Toutes les banques privées de Belgique sont à la recherche d’un bon deal. La hausse des coûts de conformité et les très coûteux investissements IT rendent les économies d’échelle inéluctables.
« Chaque semaine, je suis contacté par des parties – y compris de l’étranger – à la recherche de portefeuilles de clients ou d’asset deals. Il y a beaucoup d’actionnaires qui recherchent un bon deal », déclare Vincent Piron, associé chez KPMG Belgique et spécialiste du secteur financier. « Surtout chez les petits gestionnaires d’actifs, je m’attends encore à de nombreuses reprises : le coût de la réglementation est tout simplement trop élevé pour les petits acteurs. Le véritable mouvement de consolidation n’a pas encore commencé. »
Quel est actuellement le plus grand défi pour les banques privées ?
« La réglementation constitue incontestablement une priorité absolue. Toute la législation concernant la lutte contre la criminalité financière et les obligations know your customer ont non seulement un impact direct sur le département conformité, mais aussi sur l’entreprise proprement dite. En effet, les banques doivent guider les clients vers la sortie lorsqu’ils ne peuvent pas expliquer l’origine de leurs flux d’argent. Et il ne s’agit pas d’un exercice ponctuel : c’est une analyse que chaque banque doit effectuer périodiquement pour tous ses clients. Avec une portée considérable, car cela demande également un grand investissement en temps. Lorsqu’une proportion croissante du personnel est occupée par des questions réglementaires, il reste moins de temps pour investir dans des projets technologiques ou dans la customer centricity. Pourtant, les banques privées doivent se transformer dans ce domaine également. Autrement dit, beaucoup de choses en même temps. »
Tous ces chantiers différents nécessitent également des investissements importants. Quel est l’impact sur les marges bénéficiaires ?

■ Consigne 1: Citez telles quelles les lignes des entrées ci-dessous, de la ligne contenant « stripe in the photo above. » jusqu'à celle contenant « x=291, y=187 », ces deux lignes comprises, et rien d'autre.

■ Données sources:
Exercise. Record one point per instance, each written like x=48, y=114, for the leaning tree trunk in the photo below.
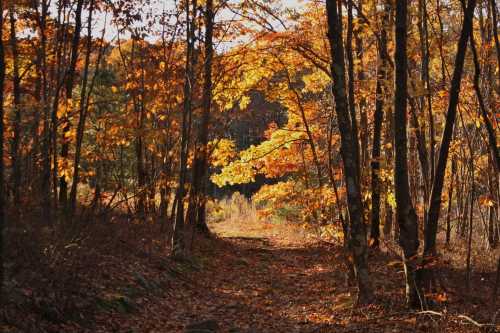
x=405, y=213
x=178, y=236
x=380, y=95
x=2, y=182
x=16, y=103
x=83, y=108
x=358, y=242
x=70, y=77
x=437, y=187
x=196, y=218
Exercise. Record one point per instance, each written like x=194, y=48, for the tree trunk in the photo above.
x=200, y=164
x=70, y=77
x=83, y=108
x=437, y=187
x=16, y=103
x=405, y=213
x=178, y=237
x=2, y=182
x=358, y=242
x=380, y=95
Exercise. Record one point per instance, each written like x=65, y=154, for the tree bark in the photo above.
x=437, y=187
x=70, y=77
x=2, y=180
x=405, y=213
x=196, y=218
x=358, y=242
x=16, y=103
x=380, y=95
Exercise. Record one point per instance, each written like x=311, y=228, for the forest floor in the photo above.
x=249, y=278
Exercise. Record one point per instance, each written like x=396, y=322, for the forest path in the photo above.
x=256, y=277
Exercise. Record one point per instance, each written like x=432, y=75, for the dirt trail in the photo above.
x=257, y=278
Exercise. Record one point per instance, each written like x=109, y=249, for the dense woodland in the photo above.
x=369, y=127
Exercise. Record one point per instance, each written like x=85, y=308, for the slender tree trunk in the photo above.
x=405, y=213
x=380, y=95
x=83, y=107
x=16, y=103
x=200, y=164
x=178, y=237
x=2, y=180
x=358, y=242
x=70, y=77
x=437, y=187
x=492, y=138
x=450, y=200
x=350, y=84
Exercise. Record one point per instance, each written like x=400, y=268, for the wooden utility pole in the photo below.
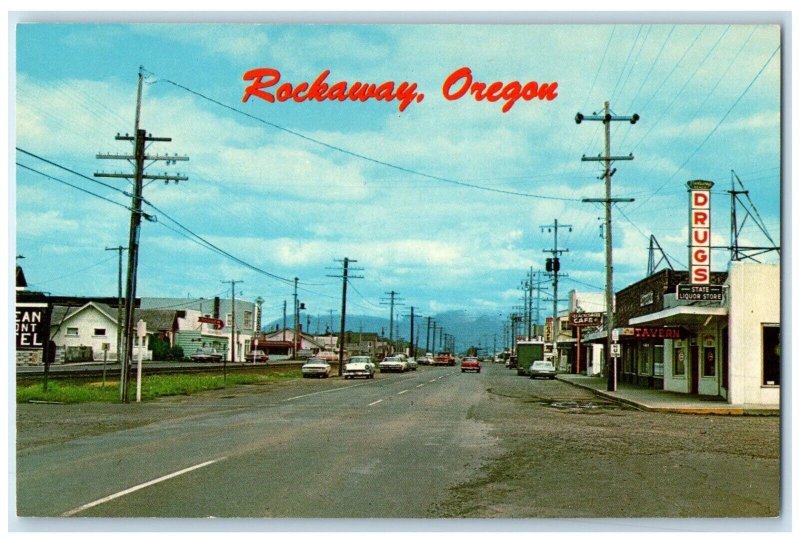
x=233, y=326
x=119, y=304
x=139, y=140
x=343, y=321
x=606, y=118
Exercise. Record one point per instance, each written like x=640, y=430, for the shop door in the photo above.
x=725, y=358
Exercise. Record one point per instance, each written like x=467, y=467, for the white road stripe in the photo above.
x=322, y=392
x=138, y=487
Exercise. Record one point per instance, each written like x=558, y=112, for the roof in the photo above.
x=62, y=313
x=682, y=314
x=158, y=319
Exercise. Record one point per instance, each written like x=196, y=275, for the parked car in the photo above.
x=393, y=363
x=425, y=360
x=328, y=356
x=206, y=355
x=257, y=356
x=316, y=367
x=359, y=366
x=543, y=368
x=470, y=363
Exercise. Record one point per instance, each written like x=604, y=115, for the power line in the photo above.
x=713, y=131
x=73, y=186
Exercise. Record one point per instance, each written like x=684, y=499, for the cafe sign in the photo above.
x=585, y=319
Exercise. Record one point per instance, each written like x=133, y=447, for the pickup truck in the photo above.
x=444, y=359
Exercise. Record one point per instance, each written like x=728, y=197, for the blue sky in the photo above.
x=291, y=187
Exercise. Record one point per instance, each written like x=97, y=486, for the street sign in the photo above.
x=702, y=293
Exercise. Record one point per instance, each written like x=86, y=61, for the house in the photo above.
x=281, y=344
x=89, y=332
x=210, y=323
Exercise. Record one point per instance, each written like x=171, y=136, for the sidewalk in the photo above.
x=649, y=399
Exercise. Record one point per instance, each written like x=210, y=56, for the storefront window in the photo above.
x=709, y=362
x=658, y=361
x=679, y=362
x=771, y=355
x=644, y=359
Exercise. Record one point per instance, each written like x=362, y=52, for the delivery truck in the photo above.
x=527, y=353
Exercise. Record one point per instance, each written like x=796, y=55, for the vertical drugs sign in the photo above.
x=700, y=231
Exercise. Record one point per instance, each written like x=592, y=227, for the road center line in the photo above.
x=138, y=487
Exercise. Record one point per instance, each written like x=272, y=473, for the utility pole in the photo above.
x=553, y=265
x=345, y=277
x=606, y=118
x=233, y=327
x=428, y=336
x=139, y=140
x=393, y=300
x=119, y=300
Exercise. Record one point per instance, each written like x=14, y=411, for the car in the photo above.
x=543, y=368
x=316, y=367
x=257, y=356
x=328, y=356
x=470, y=363
x=359, y=366
x=393, y=363
x=206, y=355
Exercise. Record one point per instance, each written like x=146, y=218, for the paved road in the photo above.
x=428, y=444
x=388, y=447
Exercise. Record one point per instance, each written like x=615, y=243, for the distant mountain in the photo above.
x=468, y=330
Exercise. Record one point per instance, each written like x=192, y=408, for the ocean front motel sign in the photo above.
x=699, y=287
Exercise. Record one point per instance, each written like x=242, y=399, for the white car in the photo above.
x=359, y=366
x=316, y=367
x=393, y=363
x=543, y=368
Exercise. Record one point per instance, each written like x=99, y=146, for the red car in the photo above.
x=470, y=363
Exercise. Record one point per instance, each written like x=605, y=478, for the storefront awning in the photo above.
x=683, y=315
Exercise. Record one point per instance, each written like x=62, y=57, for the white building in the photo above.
x=732, y=349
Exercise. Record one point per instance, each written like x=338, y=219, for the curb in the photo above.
x=728, y=410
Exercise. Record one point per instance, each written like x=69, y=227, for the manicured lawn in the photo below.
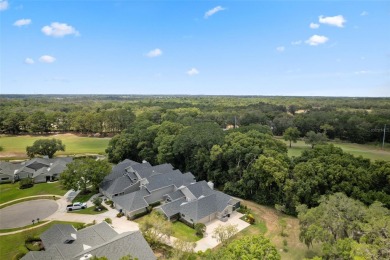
x=90, y=211
x=27, y=199
x=184, y=232
x=373, y=152
x=267, y=220
x=15, y=146
x=20, y=228
x=12, y=244
x=11, y=191
x=83, y=197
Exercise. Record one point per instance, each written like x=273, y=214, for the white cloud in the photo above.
x=29, y=61
x=296, y=42
x=22, y=22
x=213, y=11
x=192, y=72
x=3, y=5
x=47, y=59
x=314, y=25
x=154, y=53
x=337, y=20
x=317, y=40
x=59, y=30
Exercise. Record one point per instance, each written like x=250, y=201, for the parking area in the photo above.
x=22, y=214
x=208, y=241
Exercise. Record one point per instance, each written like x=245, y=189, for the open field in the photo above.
x=11, y=191
x=10, y=245
x=365, y=150
x=15, y=146
x=267, y=221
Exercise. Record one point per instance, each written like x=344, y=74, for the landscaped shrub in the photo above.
x=200, y=229
x=26, y=183
x=138, y=215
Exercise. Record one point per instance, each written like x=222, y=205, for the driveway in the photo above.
x=208, y=241
x=22, y=214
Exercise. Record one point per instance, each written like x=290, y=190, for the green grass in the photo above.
x=21, y=228
x=184, y=232
x=26, y=199
x=90, y=211
x=11, y=191
x=83, y=197
x=370, y=151
x=12, y=244
x=267, y=220
x=15, y=146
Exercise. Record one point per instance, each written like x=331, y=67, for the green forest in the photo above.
x=231, y=141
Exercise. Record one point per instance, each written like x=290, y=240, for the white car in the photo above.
x=76, y=205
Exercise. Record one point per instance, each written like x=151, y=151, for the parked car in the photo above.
x=76, y=205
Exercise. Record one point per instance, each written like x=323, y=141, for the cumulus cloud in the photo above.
x=314, y=25
x=213, y=11
x=22, y=22
x=59, y=30
x=337, y=20
x=47, y=59
x=192, y=72
x=154, y=53
x=296, y=43
x=29, y=61
x=3, y=5
x=317, y=40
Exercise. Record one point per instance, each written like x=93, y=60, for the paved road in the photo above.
x=21, y=214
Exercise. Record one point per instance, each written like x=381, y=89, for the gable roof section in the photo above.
x=172, y=178
x=147, y=172
x=57, y=234
x=199, y=208
x=200, y=189
x=132, y=243
x=172, y=208
x=132, y=201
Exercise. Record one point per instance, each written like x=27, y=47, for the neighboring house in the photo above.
x=39, y=169
x=7, y=172
x=133, y=187
x=63, y=242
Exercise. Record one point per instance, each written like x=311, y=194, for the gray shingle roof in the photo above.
x=96, y=234
x=98, y=240
x=172, y=178
x=132, y=201
x=172, y=208
x=118, y=185
x=129, y=243
x=200, y=188
x=147, y=172
x=57, y=234
x=199, y=208
x=176, y=195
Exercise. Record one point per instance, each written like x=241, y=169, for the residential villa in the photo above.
x=64, y=242
x=39, y=169
x=134, y=186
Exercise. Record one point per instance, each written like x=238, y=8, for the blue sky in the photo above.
x=321, y=48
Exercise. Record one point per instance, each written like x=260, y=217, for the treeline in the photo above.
x=249, y=163
x=356, y=120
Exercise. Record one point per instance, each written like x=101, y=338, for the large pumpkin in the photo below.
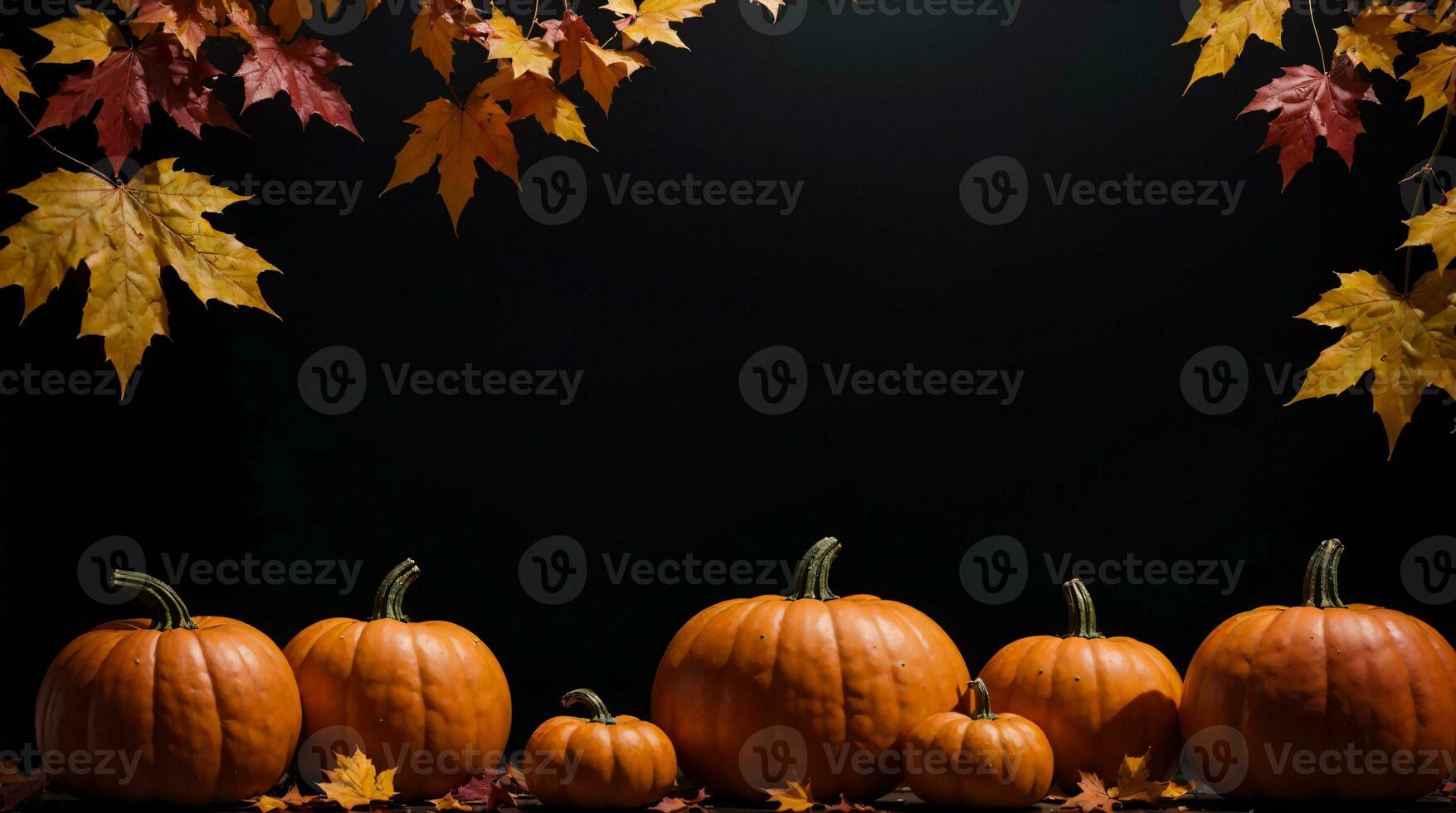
x=810, y=687
x=1322, y=701
x=600, y=762
x=1098, y=699
x=427, y=699
x=171, y=708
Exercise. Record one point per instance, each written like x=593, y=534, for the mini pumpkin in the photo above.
x=1366, y=695
x=600, y=761
x=976, y=758
x=808, y=685
x=171, y=708
x=1097, y=699
x=424, y=697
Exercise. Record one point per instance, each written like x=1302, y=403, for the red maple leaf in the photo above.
x=299, y=69
x=127, y=83
x=1311, y=104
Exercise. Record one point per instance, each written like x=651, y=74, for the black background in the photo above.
x=879, y=117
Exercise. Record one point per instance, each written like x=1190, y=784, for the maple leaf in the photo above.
x=449, y=801
x=127, y=235
x=12, y=76
x=653, y=19
x=1404, y=338
x=1371, y=38
x=127, y=82
x=1432, y=79
x=601, y=71
x=1436, y=229
x=456, y=134
x=794, y=797
x=524, y=56
x=1093, y=797
x=1225, y=25
x=299, y=69
x=17, y=787
x=88, y=37
x=532, y=95
x=1311, y=104
x=354, y=781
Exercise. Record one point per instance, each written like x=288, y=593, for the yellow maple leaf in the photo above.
x=653, y=19
x=434, y=37
x=449, y=801
x=354, y=781
x=127, y=235
x=1404, y=338
x=532, y=95
x=1432, y=79
x=12, y=76
x=1371, y=38
x=603, y=69
x=86, y=37
x=794, y=799
x=1225, y=25
x=1436, y=229
x=457, y=136
x=524, y=54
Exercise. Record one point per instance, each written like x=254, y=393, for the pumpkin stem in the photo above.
x=1081, y=614
x=811, y=577
x=1322, y=576
x=168, y=611
x=389, y=599
x=980, y=699
x=599, y=710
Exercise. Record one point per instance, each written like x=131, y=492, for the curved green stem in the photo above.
x=1081, y=614
x=168, y=611
x=389, y=599
x=980, y=699
x=811, y=577
x=599, y=710
x=1322, y=576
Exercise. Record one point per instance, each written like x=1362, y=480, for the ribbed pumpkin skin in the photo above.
x=574, y=762
x=213, y=711
x=422, y=687
x=1012, y=757
x=1322, y=679
x=850, y=675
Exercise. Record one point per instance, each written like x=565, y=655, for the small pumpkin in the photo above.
x=424, y=697
x=204, y=707
x=808, y=685
x=600, y=761
x=976, y=758
x=1361, y=689
x=1097, y=699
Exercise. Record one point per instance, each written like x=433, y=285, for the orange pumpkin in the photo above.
x=599, y=762
x=1322, y=701
x=169, y=710
x=1097, y=699
x=974, y=758
x=810, y=687
x=427, y=699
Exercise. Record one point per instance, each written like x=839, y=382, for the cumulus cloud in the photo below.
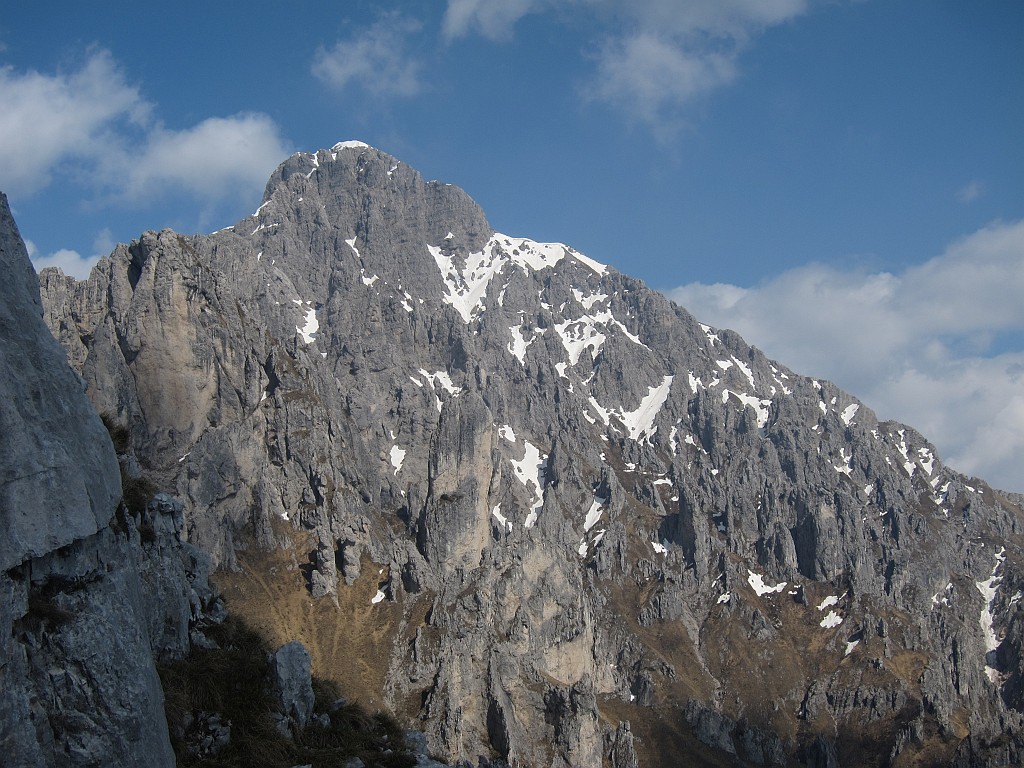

■ Consigne 2: Affichez fidèlement le passage de l'article sur les banques privées belges qui va de « Toutes les banques » à « économies d’échelle inéluctables. ».

■ Résultat attendu 1:
Exercise. Record one point per instance, each written like x=467, y=467, for the white road stripe in the photo above.
x=322, y=392
x=138, y=487
Exercise. Record one point per instance, each written like x=558, y=112, for the roof in the photo above.
x=62, y=313
x=682, y=314
x=158, y=319
Exercise. Record one point per instance, each written like x=196, y=275, for the parked car in the photo above.
x=393, y=363
x=425, y=360
x=328, y=356
x=206, y=355
x=257, y=356
x=316, y=367
x=359, y=366
x=543, y=368
x=470, y=363
Exercise. Record one point per instance, each written like x=604, y=115, for the power line in the photo above.
x=713, y=131
x=73, y=186
Exercise. Record one point per instance, each written like x=684, y=499, for the cafe sign in the photo above.
x=585, y=319
Exercise. Record one point per instance, each written like x=133, y=447, for the pickup truck in the photo above.
x=444, y=359
Exercise. Record one point per instance, each written like x=728, y=197, for the blue sky in the photo above.
x=291, y=187

■ Résultat attendu 2:
Toutes les banques privées de Belgique sont à la recherche d’un bon deal. La hausse des coûts de conformité et les très coûteux investissements IT rendent les économies d’échelle inéluctables.